> Data excerpts:
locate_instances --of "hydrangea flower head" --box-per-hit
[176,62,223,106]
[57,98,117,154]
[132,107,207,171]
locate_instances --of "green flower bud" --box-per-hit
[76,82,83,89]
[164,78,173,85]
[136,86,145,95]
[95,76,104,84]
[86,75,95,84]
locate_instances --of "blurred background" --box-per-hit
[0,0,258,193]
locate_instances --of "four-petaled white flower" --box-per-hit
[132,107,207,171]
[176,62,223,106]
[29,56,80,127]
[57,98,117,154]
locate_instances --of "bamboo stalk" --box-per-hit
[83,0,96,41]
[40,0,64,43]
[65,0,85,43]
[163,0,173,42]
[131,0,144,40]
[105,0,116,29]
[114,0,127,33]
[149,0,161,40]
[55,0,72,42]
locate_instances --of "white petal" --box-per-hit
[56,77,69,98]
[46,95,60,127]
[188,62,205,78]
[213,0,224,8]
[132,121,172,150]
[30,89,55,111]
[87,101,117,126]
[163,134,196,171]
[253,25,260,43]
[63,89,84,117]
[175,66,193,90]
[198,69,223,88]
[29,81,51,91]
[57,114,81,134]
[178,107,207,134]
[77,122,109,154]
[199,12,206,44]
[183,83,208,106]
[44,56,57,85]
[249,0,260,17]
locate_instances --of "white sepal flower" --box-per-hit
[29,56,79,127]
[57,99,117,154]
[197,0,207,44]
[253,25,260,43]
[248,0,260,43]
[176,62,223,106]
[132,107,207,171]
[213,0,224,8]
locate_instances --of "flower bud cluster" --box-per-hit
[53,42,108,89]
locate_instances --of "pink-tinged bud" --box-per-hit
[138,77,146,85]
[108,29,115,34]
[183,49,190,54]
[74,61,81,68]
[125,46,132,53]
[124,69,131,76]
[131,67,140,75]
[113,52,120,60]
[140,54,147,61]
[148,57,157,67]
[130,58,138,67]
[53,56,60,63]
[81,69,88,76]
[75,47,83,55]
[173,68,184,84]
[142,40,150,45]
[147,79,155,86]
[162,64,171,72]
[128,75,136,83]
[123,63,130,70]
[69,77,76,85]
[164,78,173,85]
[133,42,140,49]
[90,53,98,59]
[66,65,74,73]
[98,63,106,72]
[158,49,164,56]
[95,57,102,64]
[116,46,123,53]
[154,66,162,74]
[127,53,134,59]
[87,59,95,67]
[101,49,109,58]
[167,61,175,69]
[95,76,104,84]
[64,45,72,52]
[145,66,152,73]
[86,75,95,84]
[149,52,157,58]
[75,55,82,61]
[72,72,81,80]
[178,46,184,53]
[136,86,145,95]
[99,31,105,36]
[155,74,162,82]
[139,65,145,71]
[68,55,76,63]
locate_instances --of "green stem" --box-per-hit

> Task: So that nothing is lost, restate all the material word for word.

> Solution for this task:
locate_instances --of "hydrangea flower head" --box-per-hit
[176,62,223,106]
[57,98,117,154]
[132,107,207,171]
locate_instances --of "green flower bud" --box-per-hit
[76,82,83,89]
[164,78,173,85]
[136,86,145,95]
[95,76,104,84]
[86,75,95,84]
locate_instances --of "blurred background" --box-per-hit
[0,0,258,193]
locate_instances --of "four-petaled white flower" --box-per-hit
[132,107,207,171]
[176,62,223,106]
[29,56,80,127]
[57,98,117,154]
locate_instances --of "bamboo stalk" --box-per-hit
[83,0,96,41]
[40,0,64,43]
[65,0,85,43]
[163,0,173,42]
[131,0,144,40]
[105,0,116,29]
[114,0,127,33]
[149,0,161,40]
[55,0,72,42]
locate_instances --of "white petal" --box-per-hit
[56,77,69,98]
[46,95,60,127]
[188,62,205,78]
[213,0,224,8]
[132,121,172,150]
[30,89,55,111]
[87,101,117,126]
[163,134,196,171]
[253,25,260,43]
[63,89,84,117]
[175,66,193,90]
[198,69,223,88]
[29,81,51,91]
[57,114,81,134]
[178,107,207,134]
[77,122,109,154]
[199,12,206,44]
[183,83,208,106]
[44,56,57,85]
[249,0,260,17]
locate_instances --of "white sepal flower" --box-per-hit
[29,56,79,127]
[57,99,117,154]
[197,0,207,44]
[253,25,260,43]
[248,0,260,43]
[176,62,223,106]
[132,107,207,171]
[213,0,224,8]
locate_instances --of "flower bud cluster" --box-per-hit
[53,42,108,89]
locate_instances --of "pink-tinged bud" --box-per-hit
[138,77,146,85]
[108,29,115,34]
[183,49,190,54]
[74,61,81,68]
[125,46,132,53]
[124,69,131,76]
[131,67,140,75]
[113,52,120,60]
[140,54,147,61]
[148,57,157,67]
[130,58,138,67]
[53,56,60,63]
[81,69,88,76]
[75,47,83,55]
[173,68,184,84]
[142,40,150,45]
[147,79,155,86]
[162,64,171,72]
[128,75,136,83]
[123,63,130,70]
[69,77,76,85]
[164,78,173,85]
[133,42,140,49]
[90,53,98,59]
[66,65,74,73]
[98,63,106,72]
[158,49,164,56]
[95,57,102,64]
[116,46,123,53]
[154,66,162,74]
[127,53,134,59]
[87,59,95,67]
[101,49,109,58]
[167,61,175,69]
[95,76,104,84]
[64,45,72,52]
[145,66,152,73]
[86,75,95,84]
[149,52,157,58]
[75,55,82,61]
[72,72,81,80]
[178,46,184,53]
[136,86,145,95]
[99,31,105,36]
[155,74,162,82]
[139,65,145,71]
[68,55,76,63]
locate_instances --of "green stem" --box-per-hit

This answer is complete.